---------- DOCUMENTO FUENTE ----------
La segunda flaqueza venía dada por el cuadro errático de nuestras cuentas públicas. Por un lado, la deuda pública española, a diferencia de lo que acontecía en otros países europeos, sobre todo los del norte, rigurosos con la disciplina fiscal y celosos con sus deberes presupuestarios, no paraba de crecer y así prosigue. Para hacernos una composición de lugar, digamos que si en 2007, el año previo a que estallara la crisis financiera, la deuda pública a los efectos del protocolo de déficit excesivo se elevaba a 383.798 millones de euros que, sobre el PIB de aquel año, 1.075.539 millones, suponía el 35,7%, en los años siguientes, saldados todos ellos con impactante déficit público desde 2008 hasta 2019, fue acrecentándose y, por ejemplo, en 2014 con un montante de 1.039.388 millones equivalía al 100,7% del PIB. En 2019, la susodicha deuda pública se cuantificaba en 1.188.859 millones de euros que sobre 1.244.757 millones de PIB representaba el 95,5%. Es evidente que no supimos aprovechar los tiempos de bonanza económica para cuadrar los guarismos públicos.

Por otro lado, el déficit público entre 2008 y 2019 fue tomando unos perfiles muy incómodos, por no decir que temerarios. En 2008, se cifró en 50.731 millones de euros, en 2009 en 120.576 millones y esa tónica continuó, aunque con guarismos algo menos estruendosos, en los años siguientes, concluyendo 2019 con un déficit de 35.195 millones. En junto desde 2008 a 2019, el déficit público acumulado fue de 825.216 millones de euros. Veremos a cuánto asciende el descuadre de 2020. El déficit público, en todo caso, no viene dado por una insuficiencia de ingresos tributarios, que es lo que se esgrime como pretexto para forzar improcedentes subidas de impuestos y amenazantes advertencias de reformas fiscales, que son más bien simples y precarios remiendos, sino por un exceso de gasto público desorbitado en el que tienen un peso excesivo las ineficientes estructuras políticas que empantanan a España en un lodazal del que somos incapaces de salir. De nuevo, lo dicho: se desperdiciaron años bonancibles de nuestra economía para ajustar el desaguisado de las cuentas públicas.

El año 2020 se cerró, en principio, con una deuda pública de 1.311.298 millones de euros equivalente al 117,1% del PIB, 1.119.976 millones. Ahora, un jarro de agua fría llega desde Eurostat que impone al Gobierno que reclasifique contablemente la participación en Sareb, el llamado "banco malo", ente creado a raíz del rescate al sistema financiero español de 2012. Y, así, de golpe y porrazo el Gobierno tiene que agregar un monto de 35.000 millones de euros más al saldo preexistente de la deuda pública al cierre de 2020, de modo que la deuda pública española a los efectos del protocolo de déficit excesivo se eleva a 1.346.298 millones de euros, esto es, el 120,2% del PIB. Nos colocamos a la cabeza de los países más endeudados de la Unión Europea, tras los pasos de Italia y de Grecia.
----------
* [INSTRUCCIONES]:
Transcriba sin cambios el fragmento del texto sobre las cuentas públicas españolas que empieza en "El año 2020" y termina en "y de Grecia.".
---------- DATOS PARA ANÁLISIS ----------
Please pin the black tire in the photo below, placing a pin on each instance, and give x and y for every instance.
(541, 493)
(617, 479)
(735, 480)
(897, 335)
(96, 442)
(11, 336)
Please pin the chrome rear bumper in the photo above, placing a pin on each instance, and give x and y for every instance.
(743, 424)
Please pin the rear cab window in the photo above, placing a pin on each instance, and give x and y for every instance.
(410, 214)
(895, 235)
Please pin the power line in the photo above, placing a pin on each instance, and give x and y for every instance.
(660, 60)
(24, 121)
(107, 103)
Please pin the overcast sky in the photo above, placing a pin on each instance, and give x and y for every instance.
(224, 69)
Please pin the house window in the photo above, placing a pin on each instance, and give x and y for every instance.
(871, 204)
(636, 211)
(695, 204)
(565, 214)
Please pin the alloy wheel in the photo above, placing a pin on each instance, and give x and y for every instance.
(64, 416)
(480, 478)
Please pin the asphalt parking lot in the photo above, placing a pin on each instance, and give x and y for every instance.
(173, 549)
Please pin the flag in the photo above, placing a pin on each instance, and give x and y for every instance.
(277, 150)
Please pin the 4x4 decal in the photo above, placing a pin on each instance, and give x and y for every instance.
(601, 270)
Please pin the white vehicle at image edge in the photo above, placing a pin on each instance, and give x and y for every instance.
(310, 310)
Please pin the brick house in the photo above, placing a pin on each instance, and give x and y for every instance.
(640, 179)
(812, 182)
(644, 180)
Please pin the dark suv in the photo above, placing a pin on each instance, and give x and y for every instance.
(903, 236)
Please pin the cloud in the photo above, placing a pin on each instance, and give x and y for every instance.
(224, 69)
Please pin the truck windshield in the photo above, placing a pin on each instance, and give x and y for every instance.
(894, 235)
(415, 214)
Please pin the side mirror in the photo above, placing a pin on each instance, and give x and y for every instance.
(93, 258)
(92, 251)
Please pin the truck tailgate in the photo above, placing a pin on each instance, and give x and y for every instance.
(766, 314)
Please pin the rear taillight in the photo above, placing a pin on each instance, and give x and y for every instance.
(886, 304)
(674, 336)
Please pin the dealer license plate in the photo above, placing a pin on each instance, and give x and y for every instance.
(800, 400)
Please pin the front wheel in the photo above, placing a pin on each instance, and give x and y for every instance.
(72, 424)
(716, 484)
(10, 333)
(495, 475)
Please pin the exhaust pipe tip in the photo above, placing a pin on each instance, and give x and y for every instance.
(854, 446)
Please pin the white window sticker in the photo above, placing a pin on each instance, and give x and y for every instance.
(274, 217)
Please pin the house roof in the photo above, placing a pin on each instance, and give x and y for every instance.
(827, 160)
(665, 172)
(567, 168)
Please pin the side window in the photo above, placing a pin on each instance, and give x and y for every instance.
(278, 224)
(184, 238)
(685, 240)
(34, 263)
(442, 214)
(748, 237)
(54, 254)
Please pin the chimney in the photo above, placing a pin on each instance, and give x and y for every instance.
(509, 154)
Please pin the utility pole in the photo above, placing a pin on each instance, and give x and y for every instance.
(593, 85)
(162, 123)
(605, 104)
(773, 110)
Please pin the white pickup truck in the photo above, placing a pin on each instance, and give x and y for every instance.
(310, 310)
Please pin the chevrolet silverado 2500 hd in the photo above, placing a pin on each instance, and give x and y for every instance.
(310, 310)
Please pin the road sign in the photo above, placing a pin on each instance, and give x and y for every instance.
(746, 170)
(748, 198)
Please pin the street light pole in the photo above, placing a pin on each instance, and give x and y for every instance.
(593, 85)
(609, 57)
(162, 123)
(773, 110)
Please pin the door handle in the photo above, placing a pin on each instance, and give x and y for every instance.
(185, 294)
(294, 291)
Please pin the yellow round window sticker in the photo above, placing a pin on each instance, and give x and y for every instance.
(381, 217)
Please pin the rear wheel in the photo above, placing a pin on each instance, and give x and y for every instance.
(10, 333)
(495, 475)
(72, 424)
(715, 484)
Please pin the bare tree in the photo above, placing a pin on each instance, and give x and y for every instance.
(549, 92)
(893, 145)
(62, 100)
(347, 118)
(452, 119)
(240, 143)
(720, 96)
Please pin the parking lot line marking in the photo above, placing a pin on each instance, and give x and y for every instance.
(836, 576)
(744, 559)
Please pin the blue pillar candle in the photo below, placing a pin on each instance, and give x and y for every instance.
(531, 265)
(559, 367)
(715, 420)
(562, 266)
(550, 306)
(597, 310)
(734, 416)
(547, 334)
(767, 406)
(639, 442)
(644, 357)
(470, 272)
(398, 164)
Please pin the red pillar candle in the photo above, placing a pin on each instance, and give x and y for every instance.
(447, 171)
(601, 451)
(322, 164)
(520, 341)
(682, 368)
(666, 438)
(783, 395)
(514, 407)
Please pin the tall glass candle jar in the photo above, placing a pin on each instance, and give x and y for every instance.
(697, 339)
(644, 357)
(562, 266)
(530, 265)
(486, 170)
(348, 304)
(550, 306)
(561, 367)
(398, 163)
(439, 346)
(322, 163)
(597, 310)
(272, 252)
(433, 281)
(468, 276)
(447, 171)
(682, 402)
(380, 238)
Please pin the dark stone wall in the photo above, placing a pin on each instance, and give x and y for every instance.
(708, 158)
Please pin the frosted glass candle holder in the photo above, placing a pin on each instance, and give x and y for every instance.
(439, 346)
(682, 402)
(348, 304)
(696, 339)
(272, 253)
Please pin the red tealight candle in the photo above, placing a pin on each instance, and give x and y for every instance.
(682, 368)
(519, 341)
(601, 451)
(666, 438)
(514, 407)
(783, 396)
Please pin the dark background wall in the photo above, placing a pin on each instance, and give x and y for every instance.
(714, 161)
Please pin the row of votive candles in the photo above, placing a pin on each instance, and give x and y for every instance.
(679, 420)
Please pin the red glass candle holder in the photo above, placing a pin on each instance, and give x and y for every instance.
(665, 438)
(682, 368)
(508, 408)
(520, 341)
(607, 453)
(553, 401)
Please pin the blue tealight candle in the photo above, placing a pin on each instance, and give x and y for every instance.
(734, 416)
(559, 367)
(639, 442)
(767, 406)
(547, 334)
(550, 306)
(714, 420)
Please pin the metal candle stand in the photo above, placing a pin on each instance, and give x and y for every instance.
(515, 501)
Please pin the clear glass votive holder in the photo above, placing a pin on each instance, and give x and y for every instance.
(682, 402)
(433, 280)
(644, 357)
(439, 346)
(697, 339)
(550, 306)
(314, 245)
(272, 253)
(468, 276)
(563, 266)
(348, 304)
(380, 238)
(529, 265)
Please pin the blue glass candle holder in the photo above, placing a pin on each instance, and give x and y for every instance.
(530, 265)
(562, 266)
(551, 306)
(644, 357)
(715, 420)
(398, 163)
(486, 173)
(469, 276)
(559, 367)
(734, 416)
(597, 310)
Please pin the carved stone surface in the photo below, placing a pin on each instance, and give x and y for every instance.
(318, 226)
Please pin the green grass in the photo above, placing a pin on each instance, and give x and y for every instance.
----------
* [RESPUESTA]:
El año 2020 se cerró, en principio, con una deuda pública de 1.311.298 millones de euros equivalente al 117,1% del PIB, 1.119.976 millones. Ahora, un jarro de agua fría llega desde Eurostat que impone al Gobierno que reclasifique contablemente la participación en Sareb, el llamado "banco malo", ente creado a raíz del rescate al sistema financiero español de 2012. Y, así, de golpe y porrazo el Gobierno tiene que agregar un monto de 35.000 millones de euros más al saldo preexistente de la deuda pública al cierre de 2020, de modo que la deuda pública española a los efectos del protocolo de déficit excesivo se eleva a 1.346.298 millones de euros, esto es, el 120,2% del PIB. Nos colocamos a la cabeza de los países más endeudados de la Unión Europea, tras los pasos de Italia y de Grecia.